Goal of the exercise: Find "Place one keypoint on each instance of the dark" in the data, then restate the line it sits in and every later line word for word, ending with the last line.

───── Supplied data

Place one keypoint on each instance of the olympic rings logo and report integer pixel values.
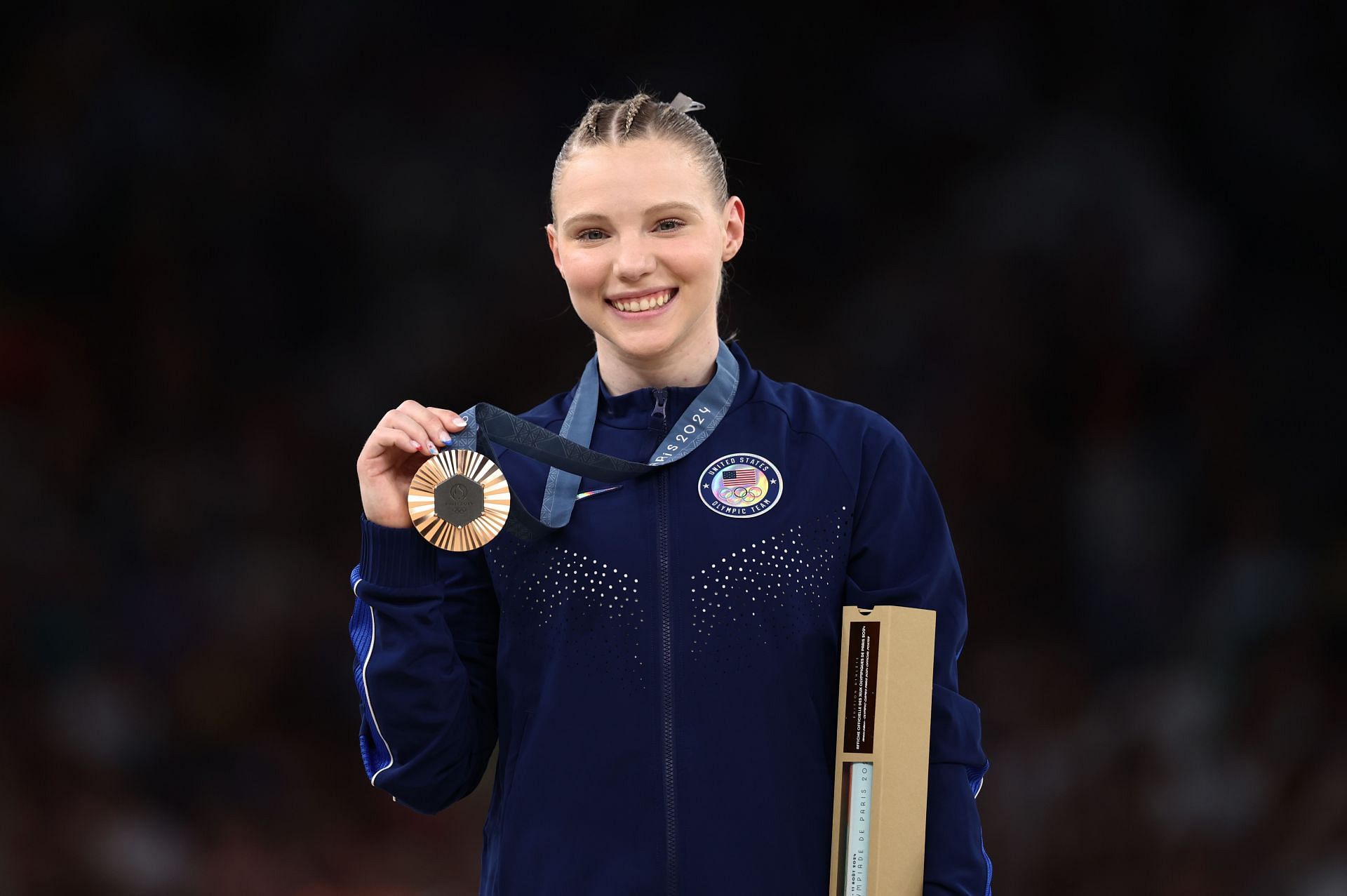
(740, 486)
(740, 495)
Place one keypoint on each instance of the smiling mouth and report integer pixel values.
(651, 302)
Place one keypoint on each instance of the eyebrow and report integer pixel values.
(662, 206)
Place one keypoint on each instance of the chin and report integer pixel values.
(650, 344)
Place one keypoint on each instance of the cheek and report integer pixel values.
(694, 262)
(587, 270)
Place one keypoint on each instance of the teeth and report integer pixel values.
(645, 302)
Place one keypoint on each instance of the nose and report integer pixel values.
(634, 262)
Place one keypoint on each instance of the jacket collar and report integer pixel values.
(634, 410)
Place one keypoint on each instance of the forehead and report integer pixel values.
(635, 174)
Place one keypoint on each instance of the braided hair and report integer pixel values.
(641, 116)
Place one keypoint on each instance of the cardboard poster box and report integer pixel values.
(883, 751)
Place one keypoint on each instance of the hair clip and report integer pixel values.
(683, 102)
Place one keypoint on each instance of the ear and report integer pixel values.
(732, 221)
(556, 248)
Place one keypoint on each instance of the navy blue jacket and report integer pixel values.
(662, 674)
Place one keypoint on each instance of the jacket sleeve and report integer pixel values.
(424, 634)
(902, 554)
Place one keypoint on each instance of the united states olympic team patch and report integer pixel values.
(741, 486)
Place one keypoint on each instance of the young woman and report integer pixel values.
(662, 671)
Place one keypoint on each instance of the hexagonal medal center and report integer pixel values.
(458, 500)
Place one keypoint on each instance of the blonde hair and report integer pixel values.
(641, 116)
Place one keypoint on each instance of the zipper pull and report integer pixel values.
(660, 401)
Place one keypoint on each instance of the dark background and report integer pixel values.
(1087, 260)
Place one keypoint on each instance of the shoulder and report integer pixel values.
(859, 436)
(550, 413)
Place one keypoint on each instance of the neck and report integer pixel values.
(691, 363)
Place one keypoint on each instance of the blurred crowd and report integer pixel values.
(1083, 259)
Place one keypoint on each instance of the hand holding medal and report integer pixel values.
(395, 453)
(458, 499)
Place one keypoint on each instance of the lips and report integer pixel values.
(647, 305)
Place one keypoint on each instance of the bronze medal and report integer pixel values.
(458, 500)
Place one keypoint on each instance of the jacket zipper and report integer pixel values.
(659, 422)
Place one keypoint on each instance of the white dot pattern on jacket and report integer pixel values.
(590, 616)
(577, 609)
(772, 591)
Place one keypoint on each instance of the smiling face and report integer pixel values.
(640, 240)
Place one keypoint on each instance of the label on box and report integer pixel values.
(862, 673)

──────────

The completed task:
Place one keypoint on each instance of the dark background and report integer pixel values.
(1087, 260)
Place one keypoint on each instance of the shoulder and report integer pixel values.
(859, 436)
(550, 413)
Place one keypoint on each instance of the neck and report integer pixel values.
(691, 363)
Place one keypoint on each instance of the blurred crowd and report integer pixel values.
(1083, 259)
Place one keypoint on each instance of the hand holding medal and report integer pixel values.
(395, 453)
(458, 499)
Place one keypoint on each instance of the lips and report integer pixel values.
(647, 305)
Place one keypoint on each instance of the bronze medal and report integer pixel values.
(458, 500)
Place one keypoint on each instance of the jacket zipper and report integer pixel values.
(659, 422)
Place one keypoint on each instance of the white dot pattern on jacket and report integer pixel values.
(590, 616)
(577, 609)
(772, 591)
Place one keypoint on each instance of the smiling face and report integer pixel values.
(640, 240)
Place one keypoint on each instance of the label on box and report integer pixel values.
(862, 673)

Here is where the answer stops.